Annotation data for object locations:
- - - - -

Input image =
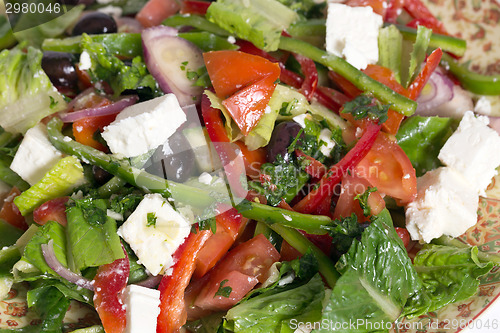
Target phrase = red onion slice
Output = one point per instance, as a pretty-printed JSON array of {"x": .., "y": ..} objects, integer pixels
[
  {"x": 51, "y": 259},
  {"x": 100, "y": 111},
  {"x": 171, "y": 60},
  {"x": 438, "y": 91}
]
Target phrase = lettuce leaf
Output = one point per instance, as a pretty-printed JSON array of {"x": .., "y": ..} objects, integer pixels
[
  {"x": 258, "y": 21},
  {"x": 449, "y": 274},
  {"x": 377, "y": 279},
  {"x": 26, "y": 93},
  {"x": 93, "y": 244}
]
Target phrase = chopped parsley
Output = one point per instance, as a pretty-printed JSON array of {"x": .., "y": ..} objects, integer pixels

- - - - -

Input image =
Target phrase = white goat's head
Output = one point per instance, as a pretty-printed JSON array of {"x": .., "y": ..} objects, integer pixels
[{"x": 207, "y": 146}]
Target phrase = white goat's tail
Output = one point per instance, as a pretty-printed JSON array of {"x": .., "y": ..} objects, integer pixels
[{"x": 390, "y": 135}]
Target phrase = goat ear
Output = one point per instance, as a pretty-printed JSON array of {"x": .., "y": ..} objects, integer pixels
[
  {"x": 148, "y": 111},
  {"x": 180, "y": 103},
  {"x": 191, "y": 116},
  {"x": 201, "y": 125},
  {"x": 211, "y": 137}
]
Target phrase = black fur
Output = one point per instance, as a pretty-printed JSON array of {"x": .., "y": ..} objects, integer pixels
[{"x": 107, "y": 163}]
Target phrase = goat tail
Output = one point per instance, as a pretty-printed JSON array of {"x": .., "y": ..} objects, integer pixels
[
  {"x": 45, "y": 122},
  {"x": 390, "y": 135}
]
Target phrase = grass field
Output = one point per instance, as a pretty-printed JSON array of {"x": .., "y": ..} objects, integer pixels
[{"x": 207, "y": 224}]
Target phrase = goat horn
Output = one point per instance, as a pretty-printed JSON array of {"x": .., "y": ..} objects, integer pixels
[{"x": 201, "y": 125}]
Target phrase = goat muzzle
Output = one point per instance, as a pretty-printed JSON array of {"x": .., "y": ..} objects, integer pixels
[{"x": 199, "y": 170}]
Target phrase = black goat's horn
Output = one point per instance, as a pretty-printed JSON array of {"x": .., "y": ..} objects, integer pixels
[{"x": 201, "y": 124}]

- - - - -

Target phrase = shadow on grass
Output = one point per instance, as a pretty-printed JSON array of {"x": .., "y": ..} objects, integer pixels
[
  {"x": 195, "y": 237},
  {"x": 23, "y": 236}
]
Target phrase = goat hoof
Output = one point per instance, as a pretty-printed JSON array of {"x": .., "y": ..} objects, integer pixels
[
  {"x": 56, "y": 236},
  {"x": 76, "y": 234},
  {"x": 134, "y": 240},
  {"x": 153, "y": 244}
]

- - - - -

TASK OBJECTIVE:
Return each line of the data above that contains the string "goat".

ANSWER TO THE PROBLEM:
Target phrase = white goat's head
Target phrase = white goat's tail
Target phrase = goat ear
Target phrase = goat tail
Target phrase = goat horn
Target phrase = goat muzzle
Target phrase = black goat's horn
Target phrase = goat hoof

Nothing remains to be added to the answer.